## Task brief
Leave out the images and repeat every entry below exactly.
[[ Excerpted records, beginning ]]
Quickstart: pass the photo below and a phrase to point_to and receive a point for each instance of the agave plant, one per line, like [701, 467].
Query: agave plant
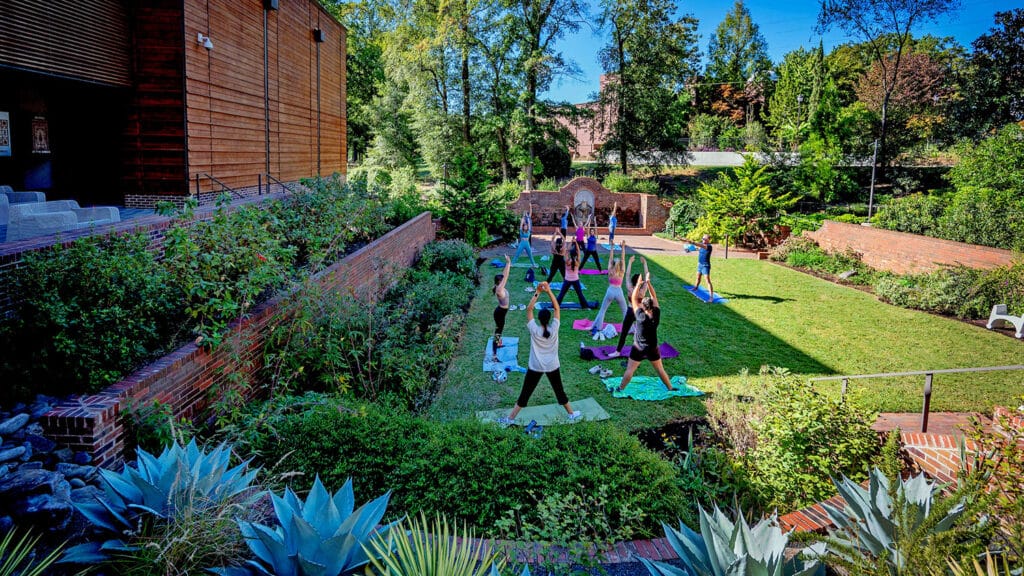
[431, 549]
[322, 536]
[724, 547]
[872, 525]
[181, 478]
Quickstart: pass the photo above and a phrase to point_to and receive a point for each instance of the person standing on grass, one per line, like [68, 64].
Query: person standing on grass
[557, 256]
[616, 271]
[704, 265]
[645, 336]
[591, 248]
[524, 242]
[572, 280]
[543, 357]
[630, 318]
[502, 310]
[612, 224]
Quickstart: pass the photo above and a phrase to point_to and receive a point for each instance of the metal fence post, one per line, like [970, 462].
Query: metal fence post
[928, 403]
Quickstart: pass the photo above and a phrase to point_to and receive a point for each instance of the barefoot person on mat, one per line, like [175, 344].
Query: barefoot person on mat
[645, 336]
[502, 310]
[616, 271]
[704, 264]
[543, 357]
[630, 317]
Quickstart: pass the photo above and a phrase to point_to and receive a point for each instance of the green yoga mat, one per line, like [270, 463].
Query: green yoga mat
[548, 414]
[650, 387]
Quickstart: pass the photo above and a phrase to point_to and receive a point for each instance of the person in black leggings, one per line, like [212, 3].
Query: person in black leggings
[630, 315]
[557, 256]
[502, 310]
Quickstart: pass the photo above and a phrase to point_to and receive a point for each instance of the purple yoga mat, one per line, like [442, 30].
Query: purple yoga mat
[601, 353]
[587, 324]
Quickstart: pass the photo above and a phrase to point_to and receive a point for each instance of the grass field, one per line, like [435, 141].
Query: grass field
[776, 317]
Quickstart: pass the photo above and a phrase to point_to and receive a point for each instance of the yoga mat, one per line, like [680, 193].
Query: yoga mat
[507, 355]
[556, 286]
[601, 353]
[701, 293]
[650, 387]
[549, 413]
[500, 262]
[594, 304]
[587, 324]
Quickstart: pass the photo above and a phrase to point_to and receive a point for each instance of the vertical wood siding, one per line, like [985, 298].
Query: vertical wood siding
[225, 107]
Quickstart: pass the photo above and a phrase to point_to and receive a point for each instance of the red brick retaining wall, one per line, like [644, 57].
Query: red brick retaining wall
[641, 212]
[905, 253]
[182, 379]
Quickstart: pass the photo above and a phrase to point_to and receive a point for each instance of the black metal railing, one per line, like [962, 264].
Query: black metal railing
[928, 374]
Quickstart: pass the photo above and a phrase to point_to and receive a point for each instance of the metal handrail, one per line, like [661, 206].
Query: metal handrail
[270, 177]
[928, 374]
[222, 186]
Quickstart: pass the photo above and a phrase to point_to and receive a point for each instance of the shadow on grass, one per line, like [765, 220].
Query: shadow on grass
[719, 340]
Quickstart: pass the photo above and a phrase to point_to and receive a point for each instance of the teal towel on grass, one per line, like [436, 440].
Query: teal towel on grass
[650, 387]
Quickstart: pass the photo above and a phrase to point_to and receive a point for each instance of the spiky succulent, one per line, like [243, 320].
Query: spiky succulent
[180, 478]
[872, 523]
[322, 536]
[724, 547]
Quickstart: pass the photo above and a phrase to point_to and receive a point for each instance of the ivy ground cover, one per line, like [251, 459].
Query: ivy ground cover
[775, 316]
[[ Excerpted records, end ]]
## Response to this exercise
Quickstart: pass the photo below and a phrase to point_to and receive a point for each instance of the agave plant, one per line, like [701, 467].
Query: agave plant
[431, 549]
[322, 536]
[724, 547]
[872, 525]
[181, 478]
Quickstart: pass the photo above and a phrase to point_to and receive a point for each instance of the person standing on grass, one per line, like [68, 64].
Query: person standing on grass
[557, 256]
[616, 271]
[704, 265]
[645, 336]
[591, 248]
[524, 242]
[572, 280]
[543, 357]
[630, 318]
[502, 310]
[612, 224]
Quickstart: pass the photo above and a phrase to point_to and receive a point for each instance of the metal fence post, one per line, like [970, 462].
Query: metal fence post
[928, 403]
Quickstart: pass the photo above and a phrase to point_to and receive a point for each instance of the barefoot person on mat, one per line, like [175, 344].
Query: barefoot person on mat
[645, 336]
[502, 310]
[616, 271]
[704, 264]
[543, 357]
[630, 317]
Quickstart: pass the photo above and a phrase to point_to and receive a point for each instance of the green yoga mat, one per line, like [270, 463].
Query: green yoga mat
[548, 414]
[650, 387]
Quickstart: pass the photo above and a phrase to point_to and receive a point for each instance of the person in black leggings, one per line, like [212, 3].
Query: person in black leggings
[630, 315]
[557, 256]
[502, 310]
Quickstart: pass the photo above and a phrase to point_to and receive a point for each instance of the purple yoga mat, one per line, like [442, 30].
Query: purple yoga mat
[601, 353]
[587, 324]
Quickstart: pass the photo above and a phrase to point_to and receive a point for each instance of the grass field, one per line, like [435, 141].
Query: grass field
[776, 317]
Quickstart: pass the photo above and a phrase to point_to and receive a point for each instance of the yoga mat, one per line, like [680, 193].
Query: yoga mat
[507, 355]
[556, 286]
[601, 353]
[701, 293]
[650, 387]
[549, 413]
[500, 262]
[594, 304]
[587, 324]
Quickstart: pass the photo above and a phrase to point_to and receive a point for each instance of the vertical wood siding, one per line, like [985, 298].
Query: vertical wood siding
[225, 107]
Quickstart: pass the photo above and a phrase to point_to and receive a point for each instance of the red brick retaining wall, one per line, like [644, 57].
Query: red brick retaining wall
[641, 212]
[905, 253]
[182, 379]
Quickstart: pass the photo above and a phrase to point_to and receive a point for each instance of the black metal railing, one per line, like [962, 264].
Query: black metal railing
[928, 374]
Quickstart: pass the photo above and a phrase to point_to and receive a point for each instance of the metal handrail, one per line, like [661, 206].
Query: metal handrail
[270, 177]
[928, 374]
[222, 186]
Quickstart: pass the photo above and a phrase to point_to and receive a point for each instance of the shadow on grass, one per line, like [765, 220].
Query: shadow on grass
[719, 340]
Quickstart: pass the photo above and a phrase to point_to and receive a point for each instance of the teal towel on grass, one per line, like [436, 440].
Query: teal towel on grass
[650, 387]
Quickstart: pass the photo above and a phrase to point_to and receive a point for each instance of the spiky succulent, one per line, like [243, 320].
Query: spiky succulent
[180, 478]
[872, 523]
[322, 536]
[724, 547]
Quickstart: pass the photo above and a phrase to point_to and receive a point for each instance of the ivy ground cover, one per line, like [251, 459].
Query: ivy ground cover
[775, 316]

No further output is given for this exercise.